-- Start of DATA FOR THIS EXERCISE --

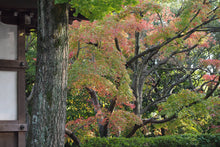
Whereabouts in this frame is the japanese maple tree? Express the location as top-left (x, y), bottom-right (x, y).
top-left (67, 0), bottom-right (219, 142)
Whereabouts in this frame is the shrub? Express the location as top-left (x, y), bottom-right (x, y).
top-left (68, 134), bottom-right (220, 147)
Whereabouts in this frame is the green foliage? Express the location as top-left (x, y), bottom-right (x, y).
top-left (154, 90), bottom-right (220, 134)
top-left (55, 0), bottom-right (137, 20)
top-left (69, 134), bottom-right (220, 147)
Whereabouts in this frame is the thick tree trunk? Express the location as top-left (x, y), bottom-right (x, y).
top-left (27, 0), bottom-right (68, 147)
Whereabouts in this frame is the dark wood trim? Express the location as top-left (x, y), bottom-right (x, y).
top-left (17, 13), bottom-right (27, 147)
top-left (0, 59), bottom-right (26, 69)
top-left (0, 124), bottom-right (27, 132)
top-left (18, 132), bottom-right (26, 147)
top-left (0, 120), bottom-right (18, 124)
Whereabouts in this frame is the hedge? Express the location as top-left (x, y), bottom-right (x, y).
top-left (72, 134), bottom-right (220, 147)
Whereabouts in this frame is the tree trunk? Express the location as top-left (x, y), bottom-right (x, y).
top-left (27, 0), bottom-right (68, 147)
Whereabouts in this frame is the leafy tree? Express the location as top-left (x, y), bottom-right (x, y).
top-left (27, 0), bottom-right (137, 147)
top-left (65, 1), bottom-right (219, 142)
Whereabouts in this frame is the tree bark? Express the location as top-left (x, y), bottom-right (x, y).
top-left (27, 0), bottom-right (68, 147)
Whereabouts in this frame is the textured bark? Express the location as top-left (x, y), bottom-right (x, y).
top-left (27, 0), bottom-right (68, 147)
top-left (65, 128), bottom-right (80, 146)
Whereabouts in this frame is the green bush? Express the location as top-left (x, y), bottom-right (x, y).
top-left (77, 134), bottom-right (220, 147)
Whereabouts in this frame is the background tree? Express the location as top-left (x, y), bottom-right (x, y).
top-left (27, 0), bottom-right (138, 146)
top-left (65, 1), bottom-right (219, 141)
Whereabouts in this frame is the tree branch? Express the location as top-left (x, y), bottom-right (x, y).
top-left (65, 128), bottom-right (80, 146)
top-left (115, 38), bottom-right (121, 52)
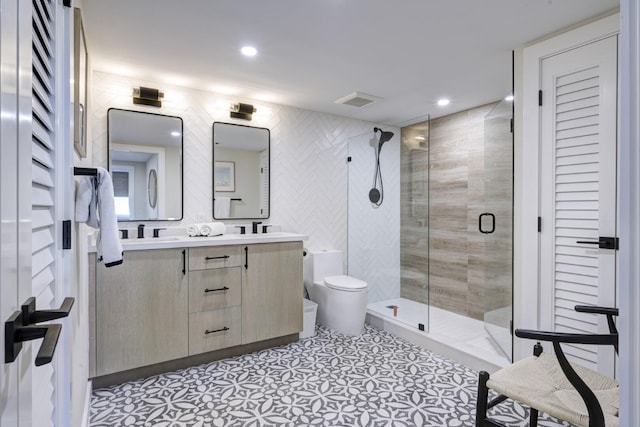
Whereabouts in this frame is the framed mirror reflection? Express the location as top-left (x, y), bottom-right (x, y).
top-left (107, 108), bottom-right (183, 221)
top-left (213, 122), bottom-right (271, 220)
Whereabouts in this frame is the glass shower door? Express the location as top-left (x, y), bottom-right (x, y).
top-left (478, 96), bottom-right (513, 361)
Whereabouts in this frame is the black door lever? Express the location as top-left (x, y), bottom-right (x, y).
top-left (4, 297), bottom-right (75, 366)
top-left (576, 237), bottom-right (620, 250)
top-left (22, 297), bottom-right (75, 326)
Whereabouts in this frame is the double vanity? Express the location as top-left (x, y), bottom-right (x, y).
top-left (89, 232), bottom-right (306, 387)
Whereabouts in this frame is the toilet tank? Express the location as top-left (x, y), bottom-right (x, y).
top-left (304, 249), bottom-right (342, 283)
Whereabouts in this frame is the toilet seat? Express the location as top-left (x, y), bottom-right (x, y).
top-left (324, 275), bottom-right (367, 292)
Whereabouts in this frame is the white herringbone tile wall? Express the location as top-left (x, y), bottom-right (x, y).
top-left (348, 132), bottom-right (400, 302)
top-left (89, 72), bottom-right (400, 265)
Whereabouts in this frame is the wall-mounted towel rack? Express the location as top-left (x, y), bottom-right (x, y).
top-left (73, 168), bottom-right (98, 176)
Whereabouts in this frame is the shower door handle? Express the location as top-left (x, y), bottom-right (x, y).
top-left (478, 212), bottom-right (496, 234)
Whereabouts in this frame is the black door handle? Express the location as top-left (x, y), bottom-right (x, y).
top-left (576, 237), bottom-right (620, 250)
top-left (478, 212), bottom-right (496, 234)
top-left (4, 297), bottom-right (75, 366)
top-left (22, 297), bottom-right (75, 326)
top-left (204, 286), bottom-right (229, 294)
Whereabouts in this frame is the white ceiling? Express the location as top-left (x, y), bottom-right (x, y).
top-left (82, 0), bottom-right (619, 125)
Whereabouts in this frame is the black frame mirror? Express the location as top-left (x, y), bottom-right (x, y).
top-left (107, 108), bottom-right (184, 221)
top-left (212, 122), bottom-right (271, 220)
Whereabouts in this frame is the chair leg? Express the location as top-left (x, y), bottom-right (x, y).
top-left (476, 371), bottom-right (489, 427)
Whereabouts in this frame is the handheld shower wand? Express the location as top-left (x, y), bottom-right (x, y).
top-left (369, 127), bottom-right (393, 207)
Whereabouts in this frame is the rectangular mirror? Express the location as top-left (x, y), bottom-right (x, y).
top-left (213, 122), bottom-right (270, 219)
top-left (107, 108), bottom-right (183, 221)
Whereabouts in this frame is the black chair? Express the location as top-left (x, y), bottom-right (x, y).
top-left (476, 305), bottom-right (619, 427)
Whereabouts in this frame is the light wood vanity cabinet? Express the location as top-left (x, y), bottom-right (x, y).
top-left (242, 241), bottom-right (302, 344)
top-left (189, 246), bottom-right (242, 355)
top-left (90, 241), bottom-right (302, 377)
top-left (95, 249), bottom-right (188, 376)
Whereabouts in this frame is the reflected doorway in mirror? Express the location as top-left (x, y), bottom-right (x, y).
top-left (214, 162), bottom-right (236, 192)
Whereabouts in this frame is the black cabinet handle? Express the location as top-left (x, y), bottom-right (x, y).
top-left (204, 326), bottom-right (229, 335)
top-left (204, 286), bottom-right (229, 294)
top-left (478, 212), bottom-right (496, 234)
top-left (204, 255), bottom-right (229, 261)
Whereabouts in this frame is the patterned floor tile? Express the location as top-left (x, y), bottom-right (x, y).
top-left (89, 326), bottom-right (570, 427)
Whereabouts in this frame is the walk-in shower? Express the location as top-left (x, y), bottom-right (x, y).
top-left (348, 97), bottom-right (513, 367)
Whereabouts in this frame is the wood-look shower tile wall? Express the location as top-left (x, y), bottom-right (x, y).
top-left (401, 103), bottom-right (511, 319)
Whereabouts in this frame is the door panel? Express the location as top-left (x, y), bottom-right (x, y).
top-left (0, 0), bottom-right (33, 427)
top-left (540, 36), bottom-right (617, 375)
top-left (478, 99), bottom-right (513, 360)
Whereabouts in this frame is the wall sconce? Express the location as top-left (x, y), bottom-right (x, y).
top-left (229, 102), bottom-right (257, 120)
top-left (133, 86), bottom-right (164, 107)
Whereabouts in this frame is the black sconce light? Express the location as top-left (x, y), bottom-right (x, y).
top-left (133, 86), bottom-right (164, 107)
top-left (229, 102), bottom-right (256, 120)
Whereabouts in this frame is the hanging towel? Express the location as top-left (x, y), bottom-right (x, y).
top-left (75, 168), bottom-right (123, 267)
top-left (187, 224), bottom-right (200, 237)
top-left (213, 196), bottom-right (231, 218)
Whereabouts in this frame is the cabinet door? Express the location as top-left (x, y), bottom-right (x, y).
top-left (242, 242), bottom-right (302, 344)
top-left (96, 249), bottom-right (189, 375)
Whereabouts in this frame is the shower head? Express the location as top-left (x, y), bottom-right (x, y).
top-left (373, 128), bottom-right (393, 147)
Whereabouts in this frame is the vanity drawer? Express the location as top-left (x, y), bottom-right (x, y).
top-left (189, 306), bottom-right (242, 356)
top-left (189, 245), bottom-right (242, 270)
top-left (189, 267), bottom-right (242, 313)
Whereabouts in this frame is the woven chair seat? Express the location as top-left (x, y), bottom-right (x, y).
top-left (487, 353), bottom-right (620, 427)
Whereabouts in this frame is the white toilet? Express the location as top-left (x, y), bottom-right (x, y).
top-left (304, 250), bottom-right (368, 336)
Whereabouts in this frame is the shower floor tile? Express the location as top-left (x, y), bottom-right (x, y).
top-left (367, 298), bottom-right (510, 369)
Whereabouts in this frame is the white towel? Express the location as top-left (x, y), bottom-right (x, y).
top-left (187, 224), bottom-right (200, 237)
top-left (200, 222), bottom-right (227, 236)
top-left (75, 168), bottom-right (122, 267)
top-left (213, 196), bottom-right (231, 218)
top-left (187, 222), bottom-right (227, 237)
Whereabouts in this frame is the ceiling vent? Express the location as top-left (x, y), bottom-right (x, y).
top-left (335, 92), bottom-right (382, 107)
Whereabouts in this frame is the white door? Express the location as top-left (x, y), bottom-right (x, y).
top-left (0, 0), bottom-right (70, 427)
top-left (540, 36), bottom-right (618, 375)
top-left (0, 0), bottom-right (34, 427)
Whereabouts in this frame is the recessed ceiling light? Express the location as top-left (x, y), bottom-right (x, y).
top-left (240, 46), bottom-right (258, 56)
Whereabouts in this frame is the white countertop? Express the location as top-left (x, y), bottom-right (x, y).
top-left (89, 231), bottom-right (309, 252)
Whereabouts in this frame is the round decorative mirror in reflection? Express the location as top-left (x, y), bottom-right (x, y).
top-left (147, 169), bottom-right (158, 209)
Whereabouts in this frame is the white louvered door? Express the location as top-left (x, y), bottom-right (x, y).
top-left (540, 36), bottom-right (617, 376)
top-left (31, 1), bottom-right (56, 426)
top-left (31, 0), bottom-right (71, 427)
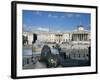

-- End of DATA FOR THIS EXERCISE --

◆ **TASK REQUIREMENTS**: Starting at the top of the records and ending after the line that contains "top-left (68, 134), bottom-right (220, 147)", turn those lines into a numbered list. Skip blank lines and leave out the pictures.

◆ **SOLUTION TO THIS TASK**:
1. Whereabouts in this frame is the japanese maple tree? Express the location as top-left (x, y), bottom-right (x, y).
2. top-left (67, 0), bottom-right (219, 142)
3. Whereabouts in this frame is the shrub? Express the location as top-left (x, y), bottom-right (x, y).
4. top-left (68, 134), bottom-right (220, 147)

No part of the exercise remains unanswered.